------ Texte fourni ------

En France , certains points appellent une vigilance particulière dans le suivi de la mise en oeuvre de la politique de cohésion . Tout d'abord, le processus de désignation des autorités de gestion n'est, à ce jour, pas achevé : au 1 er octobre, 91 % des autorités de gestion avaient été désignées.

Ensuite, si le taux de programmation des fonds structurels et d'investissement est relativement satisfaisant, il masque de fortes disparités d'une région à l'autre : au 31 mars 2017, le taux de programmation moyen, tous fonds confondus (Fonds européen de développement régional (FEDER), Fond social européen (FSE) et Initiative pour l'emploi des jeunes (IEJ)) était de 31 % au niveau national mais atteignait seulement 12 % en Martinique, 14 % en Guadeloupe et 15 % en Corse. À la même date, le taux de programmation du FEDER en Auvergne s'élevait à 37 % contre 8 % en Bourgogne.

------

* **Travail à faire**
1 – Relevez toutes les régions nommées dans le texte sur la politique de cohésion en France.
2 – Poursuivez le texte sur la politique de cohésion en France après sa dernière phrase.
Les enregistrements n'ont aucun rôle à jouer ici.

------ Données enregistrées ------

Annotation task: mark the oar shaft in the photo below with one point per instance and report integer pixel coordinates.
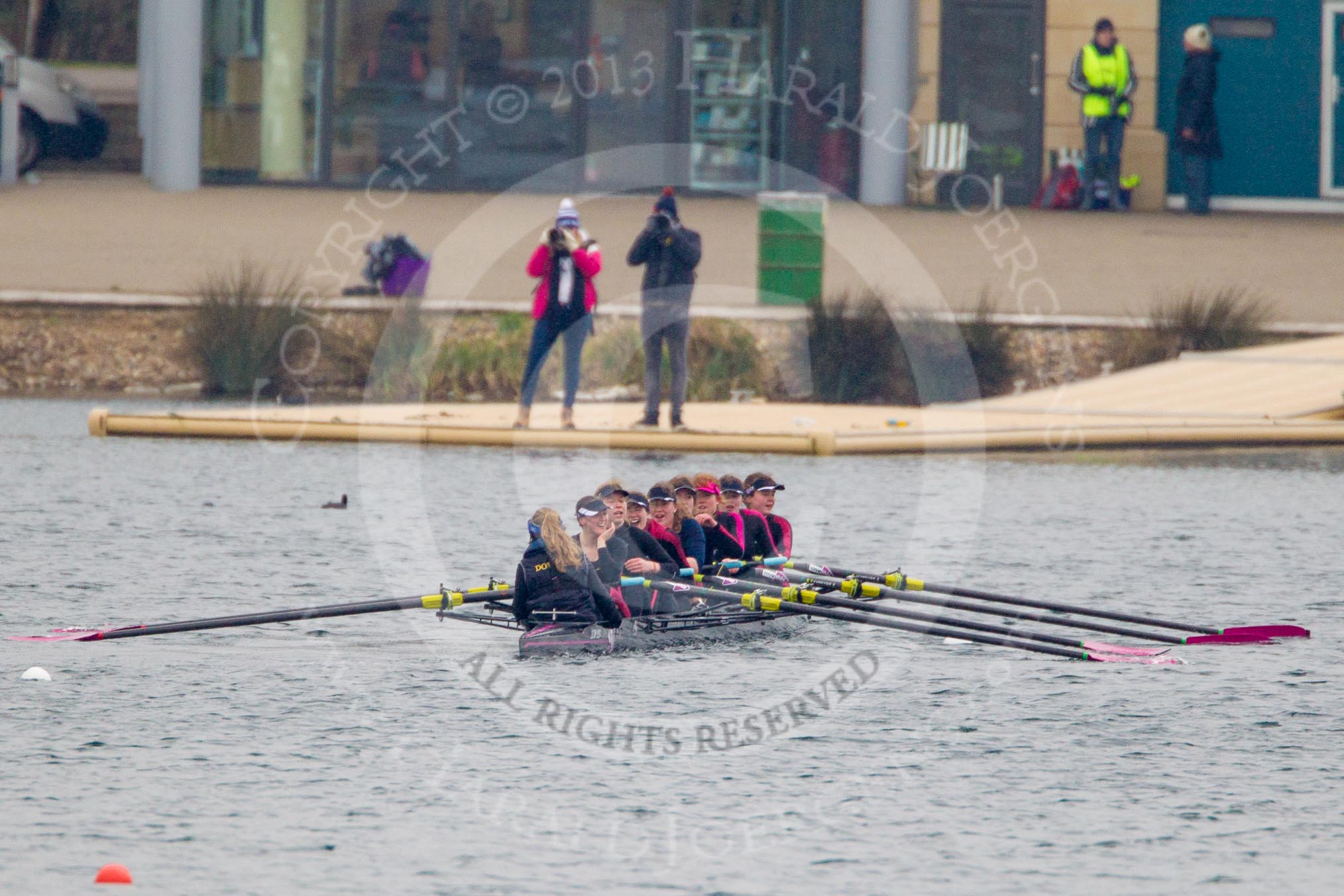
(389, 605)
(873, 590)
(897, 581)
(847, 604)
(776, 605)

------
------ Données enregistrées ------

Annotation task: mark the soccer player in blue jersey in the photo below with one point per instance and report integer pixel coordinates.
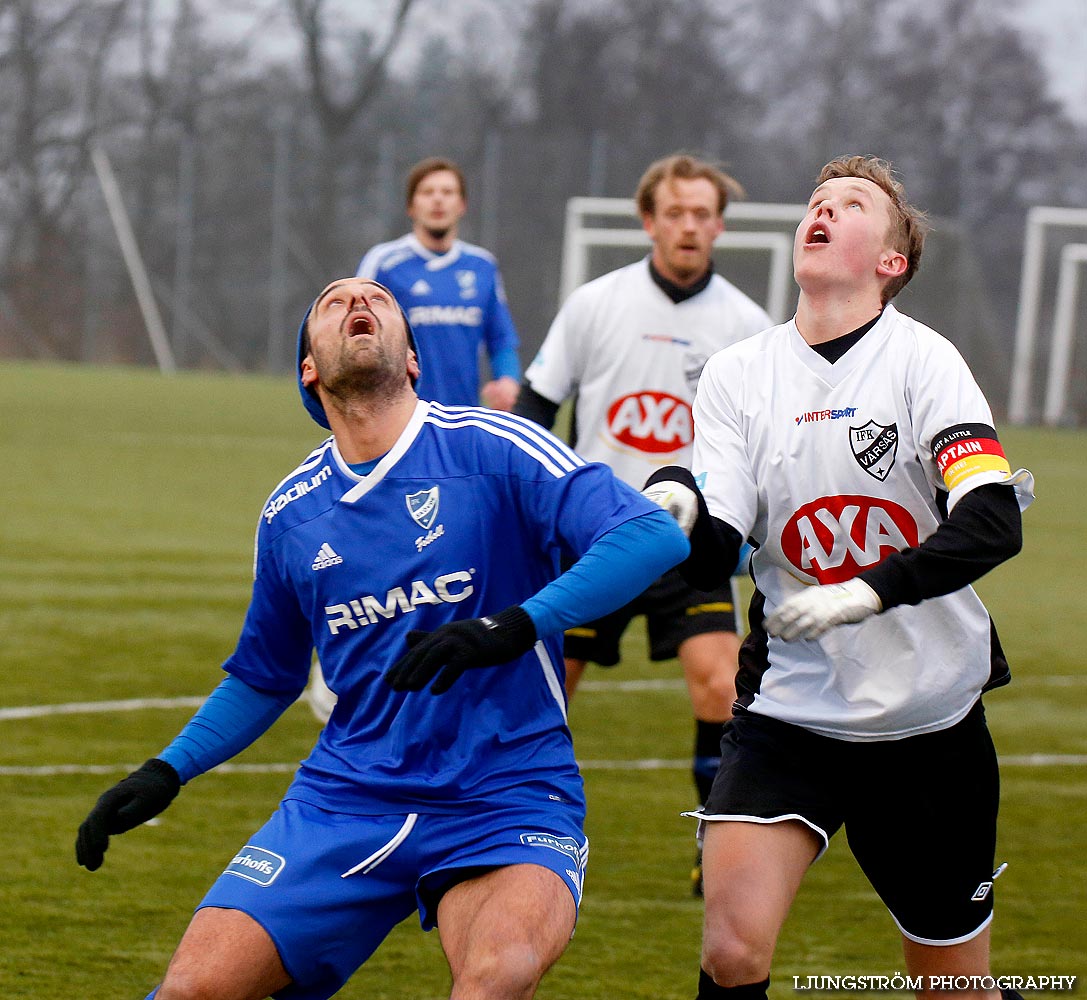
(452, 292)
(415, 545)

------

* **Corrigé des exercices**
1 – Martinique, Guadeloupe, Corse, Auvergne, Bourgogne

2 –
Enfin, les données publiées par la Commission européenne en mai 2017 22 ( * ) indiquent que la France accuse un certain retard en matière de transmission des demandes de paiement par rapport à d'autres États membres. Fin 2016, le taux d'exécution des paiements au titre de la période 2014-2020 s'élevait à 8,2 % du montant total des fonds structurels et d'investissement alloués à la France, contre 9,2 % en moyenne dans l' ensemble de l'Union européenne.

La lente résorption des retards de versement des aides agricoles
au niveau national

La mise en oeuvre de la nouvelle politique agricole commune (PAC) 2014-2020 s'est révélée plus difficile qu'anticipé. En effet, la France a dû effectuer une revue intégrale de son registre parcellaire graphique avant de procéder au paiement des aides à la surface des premier et deuxième piliers. En raison des retards importants pris dans l'instruction des dossiers et, partant, dans le paiement des aides, celles-ci n'ont pu être payées entre le 16 octobre et la fin décembre 2015, comme c'est habituellement le cas. Se sont également ajoutés des dysfonctionnements du logiciel Osiris de gestion utilisé pour la gestion du fonds européen agricole pour le développement durable (FEADER).

Un système d'avance de trésorerie remboursable (ATR) a été mis en place au niveau national pour compenser les effets de ces retards sur la trésorerie des exploitations agricoles. Celui-ci a été reconduit pour la campagne PAC 2016 et la campagne PAC 2017, qui débute le 15 octobre 2017 .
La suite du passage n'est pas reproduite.